> Excerpted text:
--*--
It’s the time of year many Australians look forward to – when a lump sum payment from the tax office appears in your bank account.
But it’s important to keep in mind that your tax return money isn’t ‘free’ or a ‘bonus’ from the government - it was yours all along.
And with Australians receiving an average tax return of $2112, it’s a significant amount that could play a role in creating long-term financial security.
In an ASIC MoneySmart poll, 2000 Australians were asked how they used their tax refund
. 29% per cent responded that they paid their bills, 21% saved the money, which could include being put towards a house deposit, while 16% didn’t receive a return and 13% paid off loans and credit cards.
With a windfall of funds landing in your bank account, it’s tempting to splash the cash on smashed avocado brunches, trips away, dining out, a new car, or social events.
A 3% deposit loan equates to just $12,900 in deposit for a $430,000 property
. Putting your $2000 tax return towards your home deposit means you’re well on your way to saving the deposit required. Not an amount to be sneered at!
Owning a home is known as the ‘great Australian dream’ – so why is your own home so desirable? Apart from being able to decorate the way your desire, have pets and the security of knowing you won’t be kicked out of a rental, research from Swinburne University found that buying a home had substantial benefits over renting
with the main conclusion revealing that if you’re still renting by the time you hit middle age, there are higher chances you will struggle financially in retirement.
Tax return tip 1: while the amount needed for a home deposit can be hefty, putting your tax return towards your deposit may help you reach the amount required and get you into your own home sooner. Also look at lenders who offer low deposit options or off-the-plan and house and land packages, this can significantly decrease your upfront costs.
Create financial freedom
In the long term, high interest debt on credit cards and personal loans add up significantly. Furthermore if you continually need to pay off interest on personal loans, it will hamper your savings goals.
As of April 2017, there were almost 17 million credit cards in Australia, with each card holder having an average of $4,300 of debt.
Another personal loan that many Gen Ys harbor is HECS, a result of university study. A four-year Bachelor Degree costs, on average, between $18,000 and $30,000, leaving university graduates with a significant level of debt.
Tax return tip 2: consider paying down credit card and personal loan debt with your tax return. In the long term paying off these debts will allow you to focus on saving for big-ticket items such as a home.
Create an emergency fund
We know that life often throws up financial surprises - from car repairs, moving rental homes to medical appointments. This is when a stash of cash known as an ‘emergency fund’ comes in handy. Financial planners advise that you should aim to have at least one month’s salary in your fund.
Tax return tip 3: an emergency fund is useful to have in times when unexpected financial pressures arise, so you don’t have to rely on credit. Consider creating or adding to your emergency fund with your tax return.
Bob Marley once said “if you don’t start somewhere, then you’re going nowhere”. This perfectly sums up saving for your home deposit, paying off your credit cards and personal loans, and creating an emergency fund.
If you don’t start saving, even if it’s putting away the smallest amounts, when will you ever get there? And that surprise cash you score in the middle of the year is a great way to get started, especially if you’re looking to buy your own home.
--*--
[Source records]
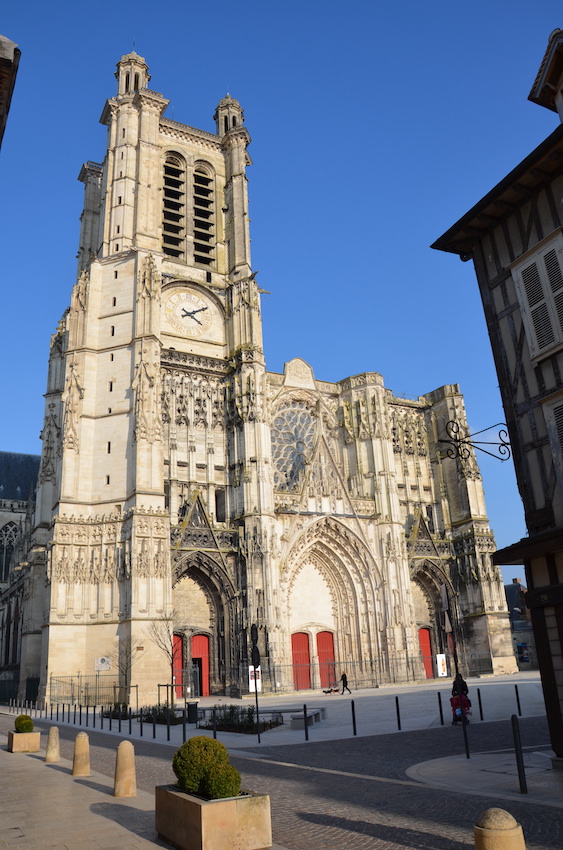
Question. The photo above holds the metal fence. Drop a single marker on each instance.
(105, 689)
(95, 689)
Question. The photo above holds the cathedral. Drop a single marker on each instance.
(186, 494)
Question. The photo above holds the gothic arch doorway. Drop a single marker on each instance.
(200, 664)
(426, 582)
(204, 616)
(425, 645)
(333, 596)
(325, 653)
(178, 664)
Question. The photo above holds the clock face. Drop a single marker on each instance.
(188, 313)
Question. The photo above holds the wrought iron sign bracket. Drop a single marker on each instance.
(461, 443)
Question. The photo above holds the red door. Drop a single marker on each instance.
(200, 657)
(325, 651)
(178, 664)
(301, 661)
(426, 651)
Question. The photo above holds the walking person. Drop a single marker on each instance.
(459, 687)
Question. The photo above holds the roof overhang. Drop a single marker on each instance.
(525, 180)
(548, 542)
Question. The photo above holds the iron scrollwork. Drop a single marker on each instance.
--*--
> Task goal: Copy the passage of the article on using a tax refund that starts at "With a windfall" and ends at "financially in retirement.". Nothing in the records is needed to do this.

> Answer for this exercise:
With a windfall of funds landing in your bank account, it’s tempting to splash the cash on smashed avocado brunches, trips away, dining out, a new car, or social events.
A 3% deposit loan equates to just $12,900 in deposit for a $430,000 property
. Putting your $2000 tax return towards your home deposit means you’re well on your way to saving the deposit required. Not an amount to be sneered at!
Owning a home is known as the ‘great Australian dream’ – so why is your own home so desirable? Apart from being able to decorate the way your desire, have pets and the security of knowing you won’t be kicked out of a rental, research from Swinburne University found that buying a home had substantial benefits over renting
with the main conclusion revealing that if you’re still renting by the time you hit middle age, there are higher chances you will struggle financially in retirement.